→ Problem:
Put every line of the rows below into a JSON list of strings, one string per line, and leave out any blank lines.

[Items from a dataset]
——
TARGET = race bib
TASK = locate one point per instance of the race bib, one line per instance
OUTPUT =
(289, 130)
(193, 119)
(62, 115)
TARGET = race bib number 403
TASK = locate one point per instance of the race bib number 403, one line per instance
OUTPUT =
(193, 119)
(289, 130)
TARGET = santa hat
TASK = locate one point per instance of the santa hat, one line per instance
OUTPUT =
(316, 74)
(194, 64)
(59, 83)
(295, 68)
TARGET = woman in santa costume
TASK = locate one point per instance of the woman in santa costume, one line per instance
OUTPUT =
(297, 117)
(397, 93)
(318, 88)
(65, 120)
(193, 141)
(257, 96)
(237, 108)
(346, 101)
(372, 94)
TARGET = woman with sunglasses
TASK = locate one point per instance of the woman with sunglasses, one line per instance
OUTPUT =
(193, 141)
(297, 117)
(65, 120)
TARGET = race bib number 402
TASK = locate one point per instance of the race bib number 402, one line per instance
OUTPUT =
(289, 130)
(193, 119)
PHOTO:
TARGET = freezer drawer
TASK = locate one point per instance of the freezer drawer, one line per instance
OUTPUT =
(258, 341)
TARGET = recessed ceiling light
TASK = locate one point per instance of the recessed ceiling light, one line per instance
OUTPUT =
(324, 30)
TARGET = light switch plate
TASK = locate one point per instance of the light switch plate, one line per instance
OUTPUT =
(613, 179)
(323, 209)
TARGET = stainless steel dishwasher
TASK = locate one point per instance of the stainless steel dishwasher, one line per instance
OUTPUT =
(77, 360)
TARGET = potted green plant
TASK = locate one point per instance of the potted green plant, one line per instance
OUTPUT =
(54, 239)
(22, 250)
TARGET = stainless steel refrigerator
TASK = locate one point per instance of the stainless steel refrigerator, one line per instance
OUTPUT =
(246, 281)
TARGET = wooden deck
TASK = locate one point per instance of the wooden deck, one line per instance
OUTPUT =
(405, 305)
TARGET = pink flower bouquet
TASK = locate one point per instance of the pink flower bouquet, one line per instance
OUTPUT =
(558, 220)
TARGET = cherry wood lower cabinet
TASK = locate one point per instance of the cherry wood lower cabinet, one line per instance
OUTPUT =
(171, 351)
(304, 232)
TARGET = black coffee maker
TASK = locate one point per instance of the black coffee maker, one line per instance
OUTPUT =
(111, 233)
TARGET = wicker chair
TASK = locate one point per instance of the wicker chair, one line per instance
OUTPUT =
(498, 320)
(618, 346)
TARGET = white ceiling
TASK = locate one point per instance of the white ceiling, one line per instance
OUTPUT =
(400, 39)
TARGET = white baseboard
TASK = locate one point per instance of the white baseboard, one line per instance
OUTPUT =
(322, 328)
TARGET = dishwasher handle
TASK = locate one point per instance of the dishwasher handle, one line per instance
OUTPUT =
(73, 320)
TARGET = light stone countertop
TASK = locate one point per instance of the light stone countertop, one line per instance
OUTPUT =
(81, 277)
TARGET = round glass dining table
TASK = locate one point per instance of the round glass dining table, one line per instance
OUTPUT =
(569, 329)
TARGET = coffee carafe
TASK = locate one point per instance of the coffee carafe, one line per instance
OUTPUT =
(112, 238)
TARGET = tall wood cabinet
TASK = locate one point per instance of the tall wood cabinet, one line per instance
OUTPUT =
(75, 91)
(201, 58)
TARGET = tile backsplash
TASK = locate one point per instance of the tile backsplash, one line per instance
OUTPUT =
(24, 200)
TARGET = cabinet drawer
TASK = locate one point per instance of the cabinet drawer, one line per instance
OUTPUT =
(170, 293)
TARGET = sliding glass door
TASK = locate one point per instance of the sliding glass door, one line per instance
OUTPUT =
——
→ The result:
[
  "TARGET = race bib",
  "TASK = locate one point per instance of the race bib, one line per instance",
  "OUTPUT =",
  "(289, 130)",
  "(193, 119)",
  "(62, 115)",
  "TARGET = race bib number 403",
  "TASK = locate one point per instance of the race bib number 403, one line per instance",
  "OUTPUT =",
  "(193, 119)",
  "(289, 130)",
  "TARGET = santa hat",
  "TASK = locate one point per instance of the santa hat, one line per instance",
  "OUTPUT =",
  "(316, 74)",
  "(194, 64)",
  "(59, 83)",
  "(295, 68)",
  "TARGET = woman in santa costume",
  "TASK = locate one point per instance of the woman in santa costume, one line per instance",
  "OUTPUT =",
  "(297, 117)",
  "(397, 93)",
  "(318, 88)",
  "(65, 120)",
  "(193, 141)",
  "(257, 96)",
  "(237, 108)",
  "(346, 101)",
  "(372, 94)",
  "TARGET = woman with sunglasses",
  "TASK = locate one point per instance of the woman with sunglasses, one line per instance",
  "OUTPUT =",
  "(193, 141)",
  "(297, 117)",
  "(65, 120)",
  "TARGET = race bib number 402",
  "TASK = locate one point per instance of the race bib number 402, one line per instance",
  "OUTPUT =",
  "(289, 130)",
  "(193, 119)",
  "PHOTO:",
  "TARGET = freezer drawer",
  "TASK = locate one point per instance of the freezer drawer, one line per instance",
  "OUTPUT =",
  "(258, 341)",
  "TARGET = recessed ceiling light",
  "TASK = locate one point per instance of the recessed ceiling light, one line per instance",
  "OUTPUT =",
  "(324, 30)",
  "TARGET = light switch plate",
  "TASK = locate one point per instance of the light switch plate, one line per instance",
  "OUTPUT =",
  "(613, 179)",
  "(323, 209)",
  "TARGET = stainless steel dishwasher",
  "TASK = locate one point per instance of the stainless steel dishwasher, one line per instance",
  "OUTPUT =",
  "(77, 360)",
  "TARGET = potted green plant",
  "TASK = locate one point per instance of the potted green plant, one line per instance",
  "OUTPUT =",
  "(54, 239)",
  "(22, 250)",
  "TARGET = stainless steel refrigerator",
  "TASK = locate one point per instance of the stainless steel refrigerator, one line per instance",
  "OUTPUT =",
  "(246, 281)",
  "TARGET = wooden deck",
  "TASK = locate one point per instance of the wooden deck, one line per instance",
  "OUTPUT =",
  "(405, 305)",
  "TARGET = pink flower bouquet",
  "TASK = locate one point per instance of the pink flower bouquet, one line per instance",
  "OUTPUT =",
  "(558, 220)",
  "TARGET = cherry wood lower cabinet",
  "TASK = locate one point per instance of the cherry wood lower cabinet, one line per instance",
  "OUTPUT =",
  "(171, 351)",
  "(304, 232)",
  "TARGET = black coffee maker",
  "TASK = locate one point per instance of the black coffee maker, one line per instance",
  "OUTPUT =",
  "(111, 233)",
  "TARGET = wicker chair",
  "TASK = locate one point per instance of the wicker chair, one line per instance",
  "OUTPUT =",
  "(498, 320)",
  "(618, 346)",
  "TARGET = white ceiling",
  "TASK = locate one point per instance of the white ceiling, one line per instance",
  "OUTPUT =",
  "(400, 39)",
  "TARGET = white baseboard",
  "TASK = locate one point per instance of the white baseboard, one line per instance",
  "OUTPUT =",
  "(322, 328)",
  "TARGET = dishwasher handle",
  "TASK = locate one point per instance of the dishwasher handle, one line per instance",
  "OUTPUT =",
  "(73, 320)",
  "TARGET = light stone countertop",
  "TASK = locate one point per instance of the light stone countertop, one line per instance",
  "OUTPUT =",
  "(81, 277)",
  "TARGET = round glass dining table",
  "TASK = locate one point per instance of the round glass dining table, one line per instance",
  "OUTPUT =",
  "(569, 329)",
  "TARGET = coffee carafe",
  "TASK = locate one point per instance of the coffee carafe, one line per instance",
  "OUTPUT =",
  "(112, 238)",
  "TARGET = tall wood cabinet",
  "TASK = locate one point per instance of the tall wood cabinet, one line per instance",
  "OUTPUT =",
  "(75, 91)",
  "(201, 58)",
  "TARGET = tile backsplash",
  "TASK = locate one point per instance of the tile backsplash, one line per instance",
  "OUTPUT =",
  "(24, 200)",
  "TARGET = cabinet drawer",
  "TASK = locate one point per instance of the cabinet drawer, one line per instance",
  "OUTPUT =",
  "(170, 293)",
  "TARGET = sliding glass door",
  "TASK = locate one point per instance of the sliding glass door, one line per instance",
  "OUTPUT ="
]